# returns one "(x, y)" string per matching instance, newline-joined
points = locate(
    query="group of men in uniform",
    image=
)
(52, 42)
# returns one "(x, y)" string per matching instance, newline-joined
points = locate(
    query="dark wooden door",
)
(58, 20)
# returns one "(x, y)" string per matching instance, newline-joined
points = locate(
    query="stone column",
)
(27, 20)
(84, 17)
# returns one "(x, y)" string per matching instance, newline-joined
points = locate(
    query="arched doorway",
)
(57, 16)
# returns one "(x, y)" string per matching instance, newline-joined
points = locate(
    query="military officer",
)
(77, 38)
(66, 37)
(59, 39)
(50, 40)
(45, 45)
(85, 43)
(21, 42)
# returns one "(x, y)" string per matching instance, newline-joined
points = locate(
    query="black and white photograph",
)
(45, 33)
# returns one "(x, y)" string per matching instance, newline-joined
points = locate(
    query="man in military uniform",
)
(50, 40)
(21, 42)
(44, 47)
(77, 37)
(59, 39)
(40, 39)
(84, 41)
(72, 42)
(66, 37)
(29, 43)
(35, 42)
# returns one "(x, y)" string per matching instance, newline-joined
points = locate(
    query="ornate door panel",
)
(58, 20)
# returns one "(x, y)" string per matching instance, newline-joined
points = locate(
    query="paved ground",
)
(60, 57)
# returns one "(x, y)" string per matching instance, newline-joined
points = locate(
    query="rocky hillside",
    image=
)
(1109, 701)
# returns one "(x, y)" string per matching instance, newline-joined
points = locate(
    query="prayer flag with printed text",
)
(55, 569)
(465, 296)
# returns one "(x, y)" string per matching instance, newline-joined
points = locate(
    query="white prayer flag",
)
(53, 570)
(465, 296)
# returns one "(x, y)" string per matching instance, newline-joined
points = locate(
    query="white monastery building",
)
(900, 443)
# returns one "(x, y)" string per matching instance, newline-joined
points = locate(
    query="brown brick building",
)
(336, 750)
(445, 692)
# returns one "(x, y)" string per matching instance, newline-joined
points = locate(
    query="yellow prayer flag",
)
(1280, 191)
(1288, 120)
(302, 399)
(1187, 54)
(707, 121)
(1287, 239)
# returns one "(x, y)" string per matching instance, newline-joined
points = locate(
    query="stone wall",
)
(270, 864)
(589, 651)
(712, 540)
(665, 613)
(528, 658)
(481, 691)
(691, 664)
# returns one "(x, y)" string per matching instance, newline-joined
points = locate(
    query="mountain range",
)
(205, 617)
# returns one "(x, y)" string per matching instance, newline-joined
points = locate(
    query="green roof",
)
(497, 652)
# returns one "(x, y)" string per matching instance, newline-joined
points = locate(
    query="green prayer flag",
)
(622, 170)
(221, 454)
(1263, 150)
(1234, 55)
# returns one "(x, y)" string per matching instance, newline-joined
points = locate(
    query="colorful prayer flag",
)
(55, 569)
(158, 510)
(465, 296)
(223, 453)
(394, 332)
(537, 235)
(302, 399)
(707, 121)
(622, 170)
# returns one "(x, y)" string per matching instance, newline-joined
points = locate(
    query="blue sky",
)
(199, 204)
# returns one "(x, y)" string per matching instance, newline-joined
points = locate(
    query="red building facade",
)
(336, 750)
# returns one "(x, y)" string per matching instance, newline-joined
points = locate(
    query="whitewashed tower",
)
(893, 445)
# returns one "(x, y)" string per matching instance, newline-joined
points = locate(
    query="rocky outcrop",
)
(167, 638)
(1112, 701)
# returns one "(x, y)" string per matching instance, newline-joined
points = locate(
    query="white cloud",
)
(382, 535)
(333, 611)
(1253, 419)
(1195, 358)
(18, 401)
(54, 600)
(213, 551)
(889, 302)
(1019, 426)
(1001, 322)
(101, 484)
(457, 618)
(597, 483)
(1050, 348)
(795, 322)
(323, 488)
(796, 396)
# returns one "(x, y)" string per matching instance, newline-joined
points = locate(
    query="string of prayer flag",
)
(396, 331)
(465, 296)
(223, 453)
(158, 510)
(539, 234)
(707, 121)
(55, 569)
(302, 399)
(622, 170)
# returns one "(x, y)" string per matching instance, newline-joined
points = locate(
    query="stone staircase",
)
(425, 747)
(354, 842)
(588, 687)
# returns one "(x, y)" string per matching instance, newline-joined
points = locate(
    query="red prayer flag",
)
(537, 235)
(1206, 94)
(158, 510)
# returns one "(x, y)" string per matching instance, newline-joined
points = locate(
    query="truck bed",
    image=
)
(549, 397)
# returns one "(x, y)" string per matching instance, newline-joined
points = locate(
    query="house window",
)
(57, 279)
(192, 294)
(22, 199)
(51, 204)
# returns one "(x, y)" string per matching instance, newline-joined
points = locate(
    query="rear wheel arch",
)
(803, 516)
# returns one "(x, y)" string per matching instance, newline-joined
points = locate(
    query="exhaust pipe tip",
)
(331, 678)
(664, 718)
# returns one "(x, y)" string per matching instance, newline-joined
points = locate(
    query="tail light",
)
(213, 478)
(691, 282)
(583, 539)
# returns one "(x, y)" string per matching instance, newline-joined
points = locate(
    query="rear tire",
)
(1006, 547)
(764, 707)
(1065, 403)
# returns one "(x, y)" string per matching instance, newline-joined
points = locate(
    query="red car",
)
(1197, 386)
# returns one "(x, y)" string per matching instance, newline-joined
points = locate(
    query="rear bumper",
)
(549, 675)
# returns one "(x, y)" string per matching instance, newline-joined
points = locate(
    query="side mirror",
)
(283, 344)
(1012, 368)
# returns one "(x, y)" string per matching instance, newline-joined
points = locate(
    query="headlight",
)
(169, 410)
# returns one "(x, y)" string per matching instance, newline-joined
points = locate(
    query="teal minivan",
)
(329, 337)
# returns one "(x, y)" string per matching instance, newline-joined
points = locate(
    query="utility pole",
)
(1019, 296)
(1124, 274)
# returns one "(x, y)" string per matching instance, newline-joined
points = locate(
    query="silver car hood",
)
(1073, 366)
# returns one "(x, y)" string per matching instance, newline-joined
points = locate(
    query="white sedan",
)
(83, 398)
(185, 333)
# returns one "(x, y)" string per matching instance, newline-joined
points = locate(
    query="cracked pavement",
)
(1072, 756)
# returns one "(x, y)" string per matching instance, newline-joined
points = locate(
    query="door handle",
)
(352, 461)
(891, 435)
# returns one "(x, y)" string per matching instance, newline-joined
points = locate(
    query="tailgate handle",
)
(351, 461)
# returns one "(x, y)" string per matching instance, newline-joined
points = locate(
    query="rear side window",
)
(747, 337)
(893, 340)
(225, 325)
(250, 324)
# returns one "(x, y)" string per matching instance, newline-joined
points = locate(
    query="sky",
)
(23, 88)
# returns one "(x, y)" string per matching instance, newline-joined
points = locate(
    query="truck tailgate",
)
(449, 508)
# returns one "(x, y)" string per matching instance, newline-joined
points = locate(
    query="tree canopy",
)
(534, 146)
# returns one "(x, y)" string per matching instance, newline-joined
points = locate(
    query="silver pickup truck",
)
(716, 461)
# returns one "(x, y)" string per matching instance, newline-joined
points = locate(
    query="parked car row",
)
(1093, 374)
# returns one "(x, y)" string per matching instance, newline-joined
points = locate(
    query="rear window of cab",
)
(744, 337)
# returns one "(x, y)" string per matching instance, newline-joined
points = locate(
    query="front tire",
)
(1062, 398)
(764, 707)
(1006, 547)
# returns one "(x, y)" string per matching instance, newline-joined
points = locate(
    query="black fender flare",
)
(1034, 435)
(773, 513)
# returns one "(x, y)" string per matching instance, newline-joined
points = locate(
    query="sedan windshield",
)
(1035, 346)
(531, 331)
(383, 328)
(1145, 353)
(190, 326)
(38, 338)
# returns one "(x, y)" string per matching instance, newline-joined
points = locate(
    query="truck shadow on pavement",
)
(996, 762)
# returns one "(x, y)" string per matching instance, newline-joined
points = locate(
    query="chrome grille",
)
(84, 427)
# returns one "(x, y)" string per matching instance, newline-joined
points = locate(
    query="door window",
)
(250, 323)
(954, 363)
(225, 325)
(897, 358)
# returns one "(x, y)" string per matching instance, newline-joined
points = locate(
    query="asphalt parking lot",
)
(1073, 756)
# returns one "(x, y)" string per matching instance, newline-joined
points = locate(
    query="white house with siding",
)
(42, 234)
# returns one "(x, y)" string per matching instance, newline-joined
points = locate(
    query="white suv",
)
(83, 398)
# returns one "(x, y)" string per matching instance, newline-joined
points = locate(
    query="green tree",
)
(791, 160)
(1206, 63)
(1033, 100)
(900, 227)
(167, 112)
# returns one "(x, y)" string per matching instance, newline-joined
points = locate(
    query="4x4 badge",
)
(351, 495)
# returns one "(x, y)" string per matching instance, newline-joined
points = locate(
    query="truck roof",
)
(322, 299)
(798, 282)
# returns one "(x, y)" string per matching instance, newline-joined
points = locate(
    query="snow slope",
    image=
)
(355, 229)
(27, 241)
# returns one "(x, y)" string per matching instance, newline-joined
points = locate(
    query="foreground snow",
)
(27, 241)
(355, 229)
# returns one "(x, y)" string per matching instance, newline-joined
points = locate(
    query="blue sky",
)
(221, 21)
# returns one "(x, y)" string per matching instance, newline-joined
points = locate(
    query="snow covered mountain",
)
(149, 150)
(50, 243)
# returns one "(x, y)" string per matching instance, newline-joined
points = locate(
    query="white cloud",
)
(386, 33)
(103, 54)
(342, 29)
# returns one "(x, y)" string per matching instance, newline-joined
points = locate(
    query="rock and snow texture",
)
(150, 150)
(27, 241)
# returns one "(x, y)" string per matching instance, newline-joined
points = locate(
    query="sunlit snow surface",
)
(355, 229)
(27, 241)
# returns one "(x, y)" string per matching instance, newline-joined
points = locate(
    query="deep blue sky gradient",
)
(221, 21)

|---|

◆ **Task statement**
Say how many lines of the listing above include the word "pavement", and give no other text.

◆ **Completed task**
2